=== Document segment ===
>> begin

Also, look around for used dryers...maybe one of them could be gotten for cheap, and the parts scavenged off of it. My father in law is an expert at finding those old junkers and using parts off of them (his wife really likes the old one she has and won't give up on it until they just can't fix it anymore). Try garage sales or newspaper classifieds for a cheap one, sometimes the timers off of a similar model, even off of the non-gas will work if you really don't want to give up your current one.

If/when you get the timer and need some help putting it on, let me know...as I said, my father in law is excellent at putting them back together, I could put you in touch with him, or just find out what he says and give you the information.

Good Luck!!


----------



## lexmarks567 (Aug 13, 2006)

>> end

=== Brief a ===
From the entries below, pick out every line that contains the word "white" and copy each one.

Extracted data entries
>> begin

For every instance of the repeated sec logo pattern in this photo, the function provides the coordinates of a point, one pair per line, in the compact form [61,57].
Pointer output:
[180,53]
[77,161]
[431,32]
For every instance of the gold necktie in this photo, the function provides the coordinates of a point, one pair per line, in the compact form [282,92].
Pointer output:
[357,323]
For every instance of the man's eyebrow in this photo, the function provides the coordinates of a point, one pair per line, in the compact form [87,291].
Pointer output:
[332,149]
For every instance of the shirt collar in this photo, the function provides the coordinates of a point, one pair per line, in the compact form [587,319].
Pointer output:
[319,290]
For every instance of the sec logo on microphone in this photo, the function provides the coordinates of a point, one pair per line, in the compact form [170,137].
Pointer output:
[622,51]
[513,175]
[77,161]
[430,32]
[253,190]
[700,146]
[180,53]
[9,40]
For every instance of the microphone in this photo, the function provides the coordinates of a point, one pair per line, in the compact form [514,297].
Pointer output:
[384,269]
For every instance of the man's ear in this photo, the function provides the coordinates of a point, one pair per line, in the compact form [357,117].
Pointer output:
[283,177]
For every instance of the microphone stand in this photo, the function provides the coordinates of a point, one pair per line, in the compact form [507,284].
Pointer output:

>> end
>> begin

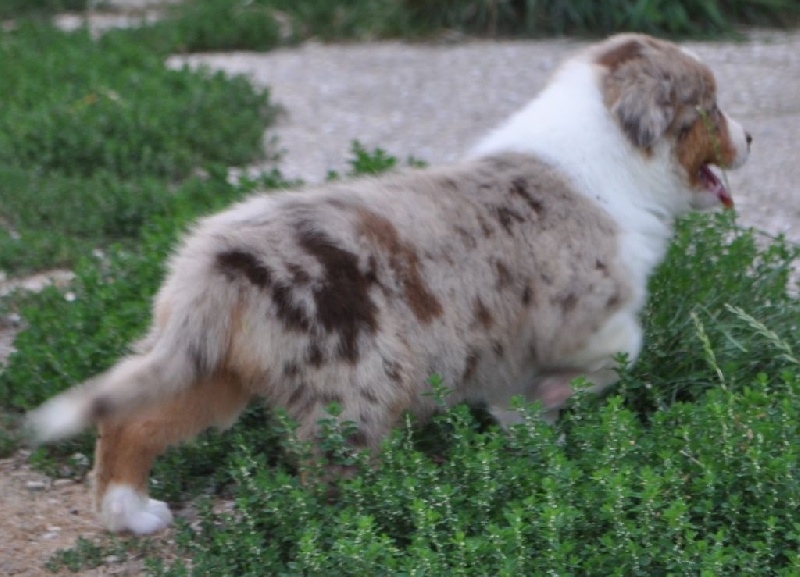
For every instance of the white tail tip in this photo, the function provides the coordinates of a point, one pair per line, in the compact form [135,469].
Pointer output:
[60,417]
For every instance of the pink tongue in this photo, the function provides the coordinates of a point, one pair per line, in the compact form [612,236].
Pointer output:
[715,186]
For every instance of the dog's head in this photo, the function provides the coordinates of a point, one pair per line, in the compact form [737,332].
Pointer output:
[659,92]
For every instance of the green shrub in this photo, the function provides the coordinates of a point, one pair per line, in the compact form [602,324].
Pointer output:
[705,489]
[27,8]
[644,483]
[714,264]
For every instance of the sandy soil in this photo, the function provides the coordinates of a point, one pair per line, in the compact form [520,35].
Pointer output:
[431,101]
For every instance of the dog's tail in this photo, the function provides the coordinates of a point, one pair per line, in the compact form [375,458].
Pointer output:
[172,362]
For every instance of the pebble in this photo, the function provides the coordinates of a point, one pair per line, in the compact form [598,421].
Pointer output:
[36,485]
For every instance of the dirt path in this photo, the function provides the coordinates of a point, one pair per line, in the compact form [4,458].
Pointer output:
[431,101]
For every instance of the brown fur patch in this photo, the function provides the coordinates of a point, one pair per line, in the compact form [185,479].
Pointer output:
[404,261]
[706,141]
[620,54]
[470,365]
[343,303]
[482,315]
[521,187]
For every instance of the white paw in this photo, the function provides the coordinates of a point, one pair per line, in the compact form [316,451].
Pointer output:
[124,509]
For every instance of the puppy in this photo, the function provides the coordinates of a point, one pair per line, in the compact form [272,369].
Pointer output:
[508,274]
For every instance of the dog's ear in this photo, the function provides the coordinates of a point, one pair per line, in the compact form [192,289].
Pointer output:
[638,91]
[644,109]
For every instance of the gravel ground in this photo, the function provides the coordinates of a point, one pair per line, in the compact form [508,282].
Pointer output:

>> end

=== Brief b ===
The forum post about dryer timers uses the phrase "off of" several times. List the word that comes immediately before each occurrence, in order.

=== Response a ===
For every instance of the white tail tip in this photo, the function provides the coordinates of a point, one pair per line, in the compact form [135,469].
For every instance of the white paw in this photo, the function provides the coordinates of a point, one pair per line, in the compact form [316,451].

=== Response b ===
scavenged
parts
timers
even